*** Begin section ***

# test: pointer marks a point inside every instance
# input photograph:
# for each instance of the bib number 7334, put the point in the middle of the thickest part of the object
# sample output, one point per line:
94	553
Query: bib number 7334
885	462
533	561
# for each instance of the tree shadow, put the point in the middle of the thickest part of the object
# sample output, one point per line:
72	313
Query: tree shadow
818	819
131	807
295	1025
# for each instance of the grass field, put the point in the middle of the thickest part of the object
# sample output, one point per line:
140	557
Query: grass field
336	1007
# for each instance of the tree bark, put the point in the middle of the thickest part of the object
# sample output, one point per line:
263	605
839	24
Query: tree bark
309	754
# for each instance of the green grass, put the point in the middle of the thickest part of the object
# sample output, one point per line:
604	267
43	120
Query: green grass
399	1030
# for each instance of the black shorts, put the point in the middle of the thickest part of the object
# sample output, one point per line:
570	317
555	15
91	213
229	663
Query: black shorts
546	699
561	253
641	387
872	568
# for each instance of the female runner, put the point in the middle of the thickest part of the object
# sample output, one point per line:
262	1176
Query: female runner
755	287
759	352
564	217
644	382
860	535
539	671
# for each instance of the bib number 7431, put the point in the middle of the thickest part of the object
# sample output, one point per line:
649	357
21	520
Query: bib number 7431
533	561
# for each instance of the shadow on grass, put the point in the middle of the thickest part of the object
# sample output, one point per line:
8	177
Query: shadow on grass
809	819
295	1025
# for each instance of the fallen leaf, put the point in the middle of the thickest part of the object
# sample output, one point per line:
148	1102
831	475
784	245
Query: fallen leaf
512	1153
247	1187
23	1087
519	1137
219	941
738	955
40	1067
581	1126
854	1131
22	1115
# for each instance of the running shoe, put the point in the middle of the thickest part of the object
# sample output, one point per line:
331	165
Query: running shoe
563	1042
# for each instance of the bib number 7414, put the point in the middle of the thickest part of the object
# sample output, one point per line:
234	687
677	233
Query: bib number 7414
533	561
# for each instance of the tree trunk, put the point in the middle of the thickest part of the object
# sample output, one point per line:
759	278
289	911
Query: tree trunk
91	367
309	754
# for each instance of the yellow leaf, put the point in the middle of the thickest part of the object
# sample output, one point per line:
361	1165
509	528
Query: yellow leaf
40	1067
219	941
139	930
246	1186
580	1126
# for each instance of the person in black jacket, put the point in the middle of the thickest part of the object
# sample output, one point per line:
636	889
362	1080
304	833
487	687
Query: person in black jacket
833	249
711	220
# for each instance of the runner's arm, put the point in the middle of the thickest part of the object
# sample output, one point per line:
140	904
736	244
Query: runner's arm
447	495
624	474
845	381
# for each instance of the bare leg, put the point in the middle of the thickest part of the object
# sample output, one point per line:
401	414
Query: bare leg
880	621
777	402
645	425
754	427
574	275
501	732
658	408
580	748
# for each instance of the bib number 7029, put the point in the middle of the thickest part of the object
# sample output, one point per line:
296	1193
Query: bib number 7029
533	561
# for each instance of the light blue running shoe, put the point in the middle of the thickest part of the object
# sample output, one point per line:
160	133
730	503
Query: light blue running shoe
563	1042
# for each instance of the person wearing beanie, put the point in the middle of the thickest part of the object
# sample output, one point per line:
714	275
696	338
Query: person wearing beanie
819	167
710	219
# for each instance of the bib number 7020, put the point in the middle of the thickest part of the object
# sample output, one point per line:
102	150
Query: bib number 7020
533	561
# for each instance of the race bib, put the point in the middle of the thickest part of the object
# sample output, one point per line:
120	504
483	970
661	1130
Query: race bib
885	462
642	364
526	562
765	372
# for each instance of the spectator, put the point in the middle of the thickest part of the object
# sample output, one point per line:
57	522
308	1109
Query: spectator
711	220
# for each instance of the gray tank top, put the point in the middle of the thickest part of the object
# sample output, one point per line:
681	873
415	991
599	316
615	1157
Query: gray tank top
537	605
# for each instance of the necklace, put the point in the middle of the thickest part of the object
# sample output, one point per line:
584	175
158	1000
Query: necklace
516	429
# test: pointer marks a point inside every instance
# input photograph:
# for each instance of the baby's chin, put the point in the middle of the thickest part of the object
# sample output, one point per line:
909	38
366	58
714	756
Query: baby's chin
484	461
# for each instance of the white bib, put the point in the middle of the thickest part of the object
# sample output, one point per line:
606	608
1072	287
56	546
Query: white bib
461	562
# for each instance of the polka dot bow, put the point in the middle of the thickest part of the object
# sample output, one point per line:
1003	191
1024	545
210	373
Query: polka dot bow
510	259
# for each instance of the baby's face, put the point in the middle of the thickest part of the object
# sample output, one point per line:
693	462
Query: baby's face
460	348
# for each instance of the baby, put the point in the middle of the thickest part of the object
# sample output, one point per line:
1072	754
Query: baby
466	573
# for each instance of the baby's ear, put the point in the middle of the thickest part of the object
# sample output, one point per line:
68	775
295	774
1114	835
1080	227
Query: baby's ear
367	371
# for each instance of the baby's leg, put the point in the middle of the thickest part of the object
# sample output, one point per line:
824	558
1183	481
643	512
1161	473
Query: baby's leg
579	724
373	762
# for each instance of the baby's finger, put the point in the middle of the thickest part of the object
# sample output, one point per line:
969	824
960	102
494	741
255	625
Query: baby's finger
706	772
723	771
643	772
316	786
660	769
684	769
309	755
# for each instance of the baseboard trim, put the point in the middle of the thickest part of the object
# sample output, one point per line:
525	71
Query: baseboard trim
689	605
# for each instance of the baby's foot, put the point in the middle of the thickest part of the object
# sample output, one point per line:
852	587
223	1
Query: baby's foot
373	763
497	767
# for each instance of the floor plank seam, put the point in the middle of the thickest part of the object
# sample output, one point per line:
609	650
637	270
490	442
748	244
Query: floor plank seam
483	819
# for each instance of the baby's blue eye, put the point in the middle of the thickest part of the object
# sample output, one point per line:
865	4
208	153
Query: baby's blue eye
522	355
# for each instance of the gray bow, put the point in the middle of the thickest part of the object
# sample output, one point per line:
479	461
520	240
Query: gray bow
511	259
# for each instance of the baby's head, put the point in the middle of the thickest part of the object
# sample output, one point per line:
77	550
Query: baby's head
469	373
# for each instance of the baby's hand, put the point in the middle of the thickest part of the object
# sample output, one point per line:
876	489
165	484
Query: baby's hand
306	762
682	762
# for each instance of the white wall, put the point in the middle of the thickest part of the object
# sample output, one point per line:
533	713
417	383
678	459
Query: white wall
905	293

*** End section ***

To do:
The whole of the material above should be given again exactly.

Answer for the task:
# test: pointer marks a point inside every instance
# input photograph:
# for each instance of the bib number 7334, put the point in the middle of the thickest part of the object
# sample output, one point per line:
94	553
Query: bib number 7334
885	462
533	561
# for each instance of the tree shadow, put the point in the middle of the thickest part of the object
# sample output, one point per line:
72	313
Query: tree shadow
818	819
131	807
295	1025
# for each instance of the grass field, put the point in the middle of the thickest part of the object
# sample output, one point per line:
140	557
Query: grass field
336	1007
# for each instance of the tree bark, put the point in the middle of the thickest part of the object
# sample output, one point per line:
263	605
839	24
Query: tree bark
309	754
# for each instance of the green grass, put the point in the middle of the thickest part of the object
# sample output, one point per line:
604	267
43	120
Query: green grass
399	1030
# for each instance of the black shorts, put the point in the middle of the thickest part of the object
# sample output, one point per line:
570	317
555	15
91	213
229	663
Query: black shorts
546	699
561	253
641	387
872	568
# for each instance of the female runner, put the point in the middle of the thickest part of the object
# sample output, one point per line:
262	1176
Query: female runner
755	287
759	352
564	217
644	382
860	535
539	671
# for each instance of the bib number 7431, put the point in the middle of the thickest part of the object
# sample output, one point per line:
649	357
21	520
Query: bib number 7431
533	561
# for each instance of the shadow on grass, put the point in the middle of the thickest part of the object
# sample output, one point per line:
8	177
Query: shadow on grass
809	819
295	1025
# for each instance of the fallen leaf, put the point in the middle of the thickest part of the object
# sample output, one point per line:
148	1102
831	475
784	245
Query: fallen leaf
512	1153
247	1187
23	1087
519	1137
219	941
738	955
40	1067
581	1126
854	1131
22	1115
# for each instance of the running shoe, put the point in the middle of the thickest part of the object
# sample output, one point per line:
331	165
Query: running shoe
563	1042
# for each instance of the bib number 7414, put the point in the middle of the thickest part of the object
# sample output, one point per line:
234	687
677	233
Query: bib number 7414
533	561
# for each instance of the tree trunk, put the point in the middle of the thickest part of the object
# sample output, one point per line:
759	278
289	911
Query: tree trunk
91	367
309	754
# for each instance of the yellow leaf, put the point in the middle of the thickest part of the object
# sample output, one point per line:
361	1165
509	528
Query: yellow leaf
40	1067
219	941
139	930
246	1186
580	1126
# for each instance of the person in black jacket, put the point in the middle of the thickest part of the object
# sample output, one point per line:
636	889
362	1080
304	833
487	687
Query: person in black jacket
833	249
711	220
# for each instance of the runner's arm, put the point in the middle of the thickest part of the object
# sample output, one point per line:
140	904
736	244
Query: runner's arm
447	495
624	474
845	381
# for each instance of the bare leg, put the point in the middle of the thickest part of the object
# sample output, one point per line:
401	414
Query: bare leg
880	621
777	402
645	425
754	427
574	275
501	732
658	408
580	748
# for each instance of the bib number 7029, put the point in the middle of the thickest part of the object
# sample output, one point per line:
296	1193
Query: bib number 7029
533	561
# for each instance of the light blue running shoe, put the point in the middle of the thickest part of the object
# sample output, one point per line:
160	133
730	503
Query: light blue running shoe
563	1042
# for each instance of the person wearing beanie, put the point in the middle of the thickest part of the object
# sample output, one point per line:
714	275
696	338
Query: person wearing beanie
819	167
710	219
# for each instance of the bib number 7020, put the point in the middle of the thickest part of the object
# sample output, one point per line:
102	150
Query: bib number 7020
533	561
# for each instance of the race bib, put the point in the middle of the thickest part of the object
# sample output, one point per line:
120	504
483	970
661	1130
Query: race bib
885	462
642	364
526	562
765	372
# for each instance of the spectator, put the point in the middle of the thickest part of the object
# sample output, one point per line:
57	522
308	1109
Query: spectator
711	220
# for each instance of the gray tank top, put the point in the middle of the thickest part of the object
# sample output, one point per line:
681	873
415	991
599	316
615	1157
Query: gray tank top
537	605
# for each instance of the necklace, put the point in the middle of the thickest part of the object
# sample output, one point per line:
584	175
158	1000
Query: necklace
516	429
# test: pointer marks a point inside every instance
# input photograph:
# for each instance of the baby's chin, put the point in the middle of the thickest part of the object
# sample output, one point per line:
909	38
366	58
714	756
Query: baby's chin
484	461
# for each instance of the white bib, put the point in the middle of the thickest part of the object
# sample output, one point per line:
606	608
1072	287
56	546
Query: white bib
461	562
# for each instance of the polka dot bow, put the point in the middle of the thickest part of the object
# sample output, one point per line:
1003	191
1024	545
210	373
Query: polka dot bow
510	259
# for each instance of the baby's face, put the point in the middle of the thickest part of the object
# sample output, one point per line:
693	462
Query: baby's face
460	348
# for each instance of the baby, put the point in the middle of the thickest part of the object
# sample output, one point per line:
1072	754
Query: baby
466	573
# for each instance of the baby's ear, put the point in the middle of the thickest part of the object
# sample output, one point per line:
68	775
295	774
1114	835
1080	227
Query: baby's ear
367	371
# for each instance of the baby's leg, put the point in the middle of the thickest part of the object
# sample output, one point per line:
824	558
1183	481
643	512
1161	473
Query: baby's leg
579	724
373	762
# for each instance of the baby's finger, put the point in the middle of the thickest part of the object
# sample output, one point per line:
969	824
960	102
494	741
255	625
Query: baby's finger
706	772
723	771
643	772
316	786
660	769
684	769
309	755
# for each instance of the baseboard trim, put the point in the middle of the thickest part of the object
# sample output, one point per line:
525	71
Query: baseboard trim
689	605
# for each instance of the baby's foot, put the point in the middle of the thickest part of the object
# sample output, one point per line:
852	587
223	1
Query: baby's foot
373	763
497	767
# for each instance of the floor plank seam, put the point in the middle of the thickest part of the object
# sample output, one point per line:
609	650
637	270
490	442
748	244
Query: floor plank seam
483	819
# for each instance of the baby's blue eye, put the point in the middle of the thickest part of the object
# sample output, one point per line:
865	4
208	153
Query: baby's blue eye
522	355
# for each instance of the gray bow, put the point in the middle of the thickest part of the object
# sample output, one point per line:
479	461
520	240
Query: gray bow
511	259
# for each instance of the baby's head, put the point in the middle of the thickest part of the object
# sample output, one point per line:
77	550
Query: baby's head
469	373
# for each instance of the baby's hand, put the point in the middle of the thickest part of the object
# sample output, one point per line:
876	489
165	484
Query: baby's hand
306	762
682	762
# for each instance of the white wall, put the point in the middle of the thickest part of the object
# sample output, one point per line:
533	713
417	383
678	459
Query: white wall
905	293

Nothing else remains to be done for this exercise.